TEXT SEGMENT:
○ ○ ○ ○ ○ ○ ○

This is indeed an interesting question which is probably relevant for quite a lot of users, so I am happy to provide my perspective on it:

  • Generally speaking, I would advise you to always take information like this with a pinch of salt. At least to me, it seems like “missing a deadline” is a pretextual reason to cover something more serious. I would advise you to remember how costly recruiting and onboarding a new colleague is - as such, consulting companies do not just randomly terminate/ ask to leave employees.
  • Still, and just like in any other industry, consulting companies need to make sure that their workforces are working efficiently. As such, one needs to distinguish the perspective on someone in probation period and on someone who is longer with the respective consulting company:
    • Someone in probation period: Consulting companies mainly focus on whether you have the basis that will equip you for future development. It is absolutely normal that newjoiners are heavily overwhelmed with the ways of working, tools, processes aso. Solely if at the end of probation period, there seems to be no solid basis for future development, one might be asked to leave/ terminated.

○ ○ ○ ○ ○ ○ ○

GIVEN PROBLEM 1:
In the text about consulting firms, what do consulting companies mainly focus on for someone in the probation period?
GIVEN PROBLEM 2:
Repeat the stretch of the consulting-firms text from "This is indeed" through "to leave employees.".

[Stored entries]
○ ○ ○ ○ ○ ○ ○

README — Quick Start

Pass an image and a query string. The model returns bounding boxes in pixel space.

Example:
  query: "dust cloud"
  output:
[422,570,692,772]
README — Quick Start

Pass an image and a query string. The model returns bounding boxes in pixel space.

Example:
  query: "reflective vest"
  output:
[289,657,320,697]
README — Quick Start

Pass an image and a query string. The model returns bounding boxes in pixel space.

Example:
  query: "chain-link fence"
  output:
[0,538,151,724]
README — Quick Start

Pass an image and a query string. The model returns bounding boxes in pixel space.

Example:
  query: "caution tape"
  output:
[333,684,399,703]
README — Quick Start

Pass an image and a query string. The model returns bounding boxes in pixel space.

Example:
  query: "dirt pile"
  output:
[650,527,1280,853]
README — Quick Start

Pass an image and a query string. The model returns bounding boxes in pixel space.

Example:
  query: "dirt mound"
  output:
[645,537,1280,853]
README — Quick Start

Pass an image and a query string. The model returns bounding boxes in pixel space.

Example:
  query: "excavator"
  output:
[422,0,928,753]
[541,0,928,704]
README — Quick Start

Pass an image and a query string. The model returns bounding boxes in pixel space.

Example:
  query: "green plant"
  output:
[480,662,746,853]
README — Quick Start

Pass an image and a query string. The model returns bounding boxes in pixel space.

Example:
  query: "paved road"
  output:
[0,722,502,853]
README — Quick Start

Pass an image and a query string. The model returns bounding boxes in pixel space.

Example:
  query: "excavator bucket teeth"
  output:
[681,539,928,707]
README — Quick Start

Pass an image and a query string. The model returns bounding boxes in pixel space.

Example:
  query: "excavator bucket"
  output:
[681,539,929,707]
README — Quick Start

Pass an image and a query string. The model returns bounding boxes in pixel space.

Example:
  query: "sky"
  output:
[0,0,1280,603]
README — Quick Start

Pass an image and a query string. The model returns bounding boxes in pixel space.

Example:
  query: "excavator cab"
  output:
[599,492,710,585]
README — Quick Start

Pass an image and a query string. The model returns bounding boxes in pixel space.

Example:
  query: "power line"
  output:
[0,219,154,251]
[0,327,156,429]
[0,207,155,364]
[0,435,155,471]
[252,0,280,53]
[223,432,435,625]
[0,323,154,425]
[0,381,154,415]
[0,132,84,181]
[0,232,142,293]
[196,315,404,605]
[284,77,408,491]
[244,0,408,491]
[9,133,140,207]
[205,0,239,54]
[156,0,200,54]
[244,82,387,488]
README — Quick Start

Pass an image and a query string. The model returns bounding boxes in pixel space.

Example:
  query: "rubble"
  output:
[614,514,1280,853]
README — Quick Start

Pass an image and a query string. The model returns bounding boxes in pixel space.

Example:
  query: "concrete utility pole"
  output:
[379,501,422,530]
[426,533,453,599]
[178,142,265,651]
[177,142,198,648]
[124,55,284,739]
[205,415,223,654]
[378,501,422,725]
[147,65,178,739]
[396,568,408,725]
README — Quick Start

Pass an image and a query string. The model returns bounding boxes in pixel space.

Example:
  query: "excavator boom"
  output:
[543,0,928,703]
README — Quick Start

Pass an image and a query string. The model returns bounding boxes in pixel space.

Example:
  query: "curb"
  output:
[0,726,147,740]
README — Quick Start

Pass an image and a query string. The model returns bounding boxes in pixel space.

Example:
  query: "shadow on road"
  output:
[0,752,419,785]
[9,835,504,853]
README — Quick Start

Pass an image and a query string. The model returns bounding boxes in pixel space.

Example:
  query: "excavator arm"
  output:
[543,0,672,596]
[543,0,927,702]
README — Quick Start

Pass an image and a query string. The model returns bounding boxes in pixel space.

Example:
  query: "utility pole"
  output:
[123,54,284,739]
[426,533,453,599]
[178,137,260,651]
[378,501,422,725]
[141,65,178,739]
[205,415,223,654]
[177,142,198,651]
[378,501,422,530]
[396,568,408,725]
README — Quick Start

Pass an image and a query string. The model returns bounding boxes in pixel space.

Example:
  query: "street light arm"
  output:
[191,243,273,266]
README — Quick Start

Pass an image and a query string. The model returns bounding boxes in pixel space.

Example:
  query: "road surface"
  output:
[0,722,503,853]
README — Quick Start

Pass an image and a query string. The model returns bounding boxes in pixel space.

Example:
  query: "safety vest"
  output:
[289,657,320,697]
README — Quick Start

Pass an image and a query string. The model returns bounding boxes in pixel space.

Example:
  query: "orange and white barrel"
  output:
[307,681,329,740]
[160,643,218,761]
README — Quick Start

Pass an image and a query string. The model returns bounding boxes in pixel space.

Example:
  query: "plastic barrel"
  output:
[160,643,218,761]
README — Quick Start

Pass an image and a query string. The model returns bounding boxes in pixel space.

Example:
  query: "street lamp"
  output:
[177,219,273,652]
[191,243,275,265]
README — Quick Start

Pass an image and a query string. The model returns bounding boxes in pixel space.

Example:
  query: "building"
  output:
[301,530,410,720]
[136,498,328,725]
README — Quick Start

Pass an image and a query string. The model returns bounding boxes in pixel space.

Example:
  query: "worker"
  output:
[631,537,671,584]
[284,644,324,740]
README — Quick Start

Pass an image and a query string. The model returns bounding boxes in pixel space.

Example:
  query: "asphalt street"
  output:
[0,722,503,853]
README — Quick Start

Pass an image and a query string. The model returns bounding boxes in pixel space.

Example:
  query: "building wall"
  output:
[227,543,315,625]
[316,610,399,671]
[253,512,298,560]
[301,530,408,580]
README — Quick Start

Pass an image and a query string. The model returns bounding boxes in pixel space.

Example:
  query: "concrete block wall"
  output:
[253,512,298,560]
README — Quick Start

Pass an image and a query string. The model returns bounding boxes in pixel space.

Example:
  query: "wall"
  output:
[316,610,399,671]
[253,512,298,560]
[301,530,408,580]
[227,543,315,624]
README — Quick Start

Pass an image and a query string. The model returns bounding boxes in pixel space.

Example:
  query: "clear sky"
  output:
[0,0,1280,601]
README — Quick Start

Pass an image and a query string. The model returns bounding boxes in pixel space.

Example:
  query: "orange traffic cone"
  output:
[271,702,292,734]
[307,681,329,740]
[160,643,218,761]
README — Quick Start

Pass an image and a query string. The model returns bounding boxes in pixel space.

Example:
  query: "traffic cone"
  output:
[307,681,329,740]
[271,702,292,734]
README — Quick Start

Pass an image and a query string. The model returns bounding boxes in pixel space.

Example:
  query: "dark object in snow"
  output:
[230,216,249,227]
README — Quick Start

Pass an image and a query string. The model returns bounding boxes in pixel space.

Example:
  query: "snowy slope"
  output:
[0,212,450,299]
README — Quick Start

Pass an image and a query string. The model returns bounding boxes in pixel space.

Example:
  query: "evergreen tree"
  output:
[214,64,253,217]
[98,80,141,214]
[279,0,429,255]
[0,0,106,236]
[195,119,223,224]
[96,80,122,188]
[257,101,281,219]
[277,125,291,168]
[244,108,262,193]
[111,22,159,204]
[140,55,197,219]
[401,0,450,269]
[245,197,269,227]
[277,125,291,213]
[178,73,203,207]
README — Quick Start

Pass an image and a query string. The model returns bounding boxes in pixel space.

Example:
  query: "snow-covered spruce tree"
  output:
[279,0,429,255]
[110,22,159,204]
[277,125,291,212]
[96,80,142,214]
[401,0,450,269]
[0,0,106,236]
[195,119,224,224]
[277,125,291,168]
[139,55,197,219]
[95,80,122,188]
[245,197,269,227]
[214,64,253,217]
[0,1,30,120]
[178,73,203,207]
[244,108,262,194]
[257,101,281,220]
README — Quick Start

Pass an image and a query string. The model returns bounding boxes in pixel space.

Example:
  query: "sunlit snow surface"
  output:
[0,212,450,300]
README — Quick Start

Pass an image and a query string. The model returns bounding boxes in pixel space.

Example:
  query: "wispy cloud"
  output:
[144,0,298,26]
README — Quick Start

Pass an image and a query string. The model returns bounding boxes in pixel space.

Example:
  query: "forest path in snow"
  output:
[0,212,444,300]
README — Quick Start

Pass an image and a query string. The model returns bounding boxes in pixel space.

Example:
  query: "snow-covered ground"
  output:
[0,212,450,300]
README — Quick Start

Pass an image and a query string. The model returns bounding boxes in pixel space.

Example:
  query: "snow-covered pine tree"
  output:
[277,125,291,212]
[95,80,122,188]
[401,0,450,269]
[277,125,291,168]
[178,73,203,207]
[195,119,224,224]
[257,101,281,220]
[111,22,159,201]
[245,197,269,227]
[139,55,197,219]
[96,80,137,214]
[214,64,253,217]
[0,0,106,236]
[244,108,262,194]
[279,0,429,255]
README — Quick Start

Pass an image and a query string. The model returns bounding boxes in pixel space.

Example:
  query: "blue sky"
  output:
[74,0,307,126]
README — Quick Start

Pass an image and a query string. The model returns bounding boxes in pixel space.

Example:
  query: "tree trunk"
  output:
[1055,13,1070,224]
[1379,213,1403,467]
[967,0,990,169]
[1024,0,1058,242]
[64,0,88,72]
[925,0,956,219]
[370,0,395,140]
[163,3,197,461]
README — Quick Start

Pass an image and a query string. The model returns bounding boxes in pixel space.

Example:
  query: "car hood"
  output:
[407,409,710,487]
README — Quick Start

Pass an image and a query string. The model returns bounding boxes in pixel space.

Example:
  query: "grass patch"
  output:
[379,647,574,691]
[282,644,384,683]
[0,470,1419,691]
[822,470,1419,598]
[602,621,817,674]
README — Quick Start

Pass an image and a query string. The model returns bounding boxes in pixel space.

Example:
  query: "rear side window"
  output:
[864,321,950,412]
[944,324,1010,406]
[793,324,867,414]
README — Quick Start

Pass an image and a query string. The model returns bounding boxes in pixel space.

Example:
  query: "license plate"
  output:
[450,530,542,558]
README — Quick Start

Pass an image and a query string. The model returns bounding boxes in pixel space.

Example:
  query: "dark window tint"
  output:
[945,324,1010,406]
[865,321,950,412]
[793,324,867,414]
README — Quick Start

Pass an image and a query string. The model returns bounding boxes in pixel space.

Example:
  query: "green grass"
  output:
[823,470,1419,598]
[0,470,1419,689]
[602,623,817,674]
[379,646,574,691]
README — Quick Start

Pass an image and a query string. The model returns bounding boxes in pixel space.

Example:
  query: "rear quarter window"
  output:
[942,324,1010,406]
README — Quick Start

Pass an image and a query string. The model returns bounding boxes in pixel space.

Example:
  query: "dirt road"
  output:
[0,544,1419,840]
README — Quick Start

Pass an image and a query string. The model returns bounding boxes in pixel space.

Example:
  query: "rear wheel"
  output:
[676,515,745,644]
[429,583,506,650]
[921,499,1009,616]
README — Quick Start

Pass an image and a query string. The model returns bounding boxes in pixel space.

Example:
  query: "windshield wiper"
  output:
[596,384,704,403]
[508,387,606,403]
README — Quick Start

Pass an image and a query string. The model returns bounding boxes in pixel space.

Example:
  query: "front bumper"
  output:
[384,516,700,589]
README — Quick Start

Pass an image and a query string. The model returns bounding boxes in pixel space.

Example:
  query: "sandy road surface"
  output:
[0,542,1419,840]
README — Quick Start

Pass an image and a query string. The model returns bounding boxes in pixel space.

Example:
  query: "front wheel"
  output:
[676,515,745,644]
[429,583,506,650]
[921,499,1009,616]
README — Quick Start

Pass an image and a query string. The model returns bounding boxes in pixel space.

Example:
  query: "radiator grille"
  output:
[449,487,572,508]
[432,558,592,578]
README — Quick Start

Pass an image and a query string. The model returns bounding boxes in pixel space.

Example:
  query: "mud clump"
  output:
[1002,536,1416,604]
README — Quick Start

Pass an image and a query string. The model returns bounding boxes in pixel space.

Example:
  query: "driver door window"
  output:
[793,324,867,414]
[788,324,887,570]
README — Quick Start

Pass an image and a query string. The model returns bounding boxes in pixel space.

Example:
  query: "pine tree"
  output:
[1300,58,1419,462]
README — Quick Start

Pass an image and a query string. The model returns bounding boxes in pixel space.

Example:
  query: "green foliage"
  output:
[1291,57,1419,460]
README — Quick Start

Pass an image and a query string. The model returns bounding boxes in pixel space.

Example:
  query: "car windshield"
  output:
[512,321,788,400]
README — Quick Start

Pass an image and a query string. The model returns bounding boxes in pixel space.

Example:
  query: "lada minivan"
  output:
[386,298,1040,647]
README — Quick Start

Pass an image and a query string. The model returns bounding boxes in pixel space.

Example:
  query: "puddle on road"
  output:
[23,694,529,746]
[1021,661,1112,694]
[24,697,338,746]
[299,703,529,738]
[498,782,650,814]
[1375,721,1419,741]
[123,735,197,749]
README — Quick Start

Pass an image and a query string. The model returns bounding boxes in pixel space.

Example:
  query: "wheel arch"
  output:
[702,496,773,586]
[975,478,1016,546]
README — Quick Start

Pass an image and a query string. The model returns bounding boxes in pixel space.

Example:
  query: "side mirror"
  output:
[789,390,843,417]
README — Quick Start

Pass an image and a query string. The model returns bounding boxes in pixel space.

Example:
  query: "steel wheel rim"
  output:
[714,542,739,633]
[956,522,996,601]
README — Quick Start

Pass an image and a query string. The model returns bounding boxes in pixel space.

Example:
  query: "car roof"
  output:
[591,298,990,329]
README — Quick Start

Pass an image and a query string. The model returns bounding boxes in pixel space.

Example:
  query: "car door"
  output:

○ ○ ○ ○ ○ ○ ○

ANSWER 1:
Whether the person has the basis that will equip them for future development.

ANSWER 2:
This is indeed an interesting question which is probably relevant for quite a lot of users, so I am happy to provide my perspective on it:

  • Generally speaking, I would advise you to always take information like this with a pinch of salt. At least to me, it seems like “missing a deadline” is a pretextual reason to cover something more serious. I would advise you to remember how costly recruiting and onboarding a new colleague is - as such, consulting companies do not just randomly terminate/ ask to leave employees.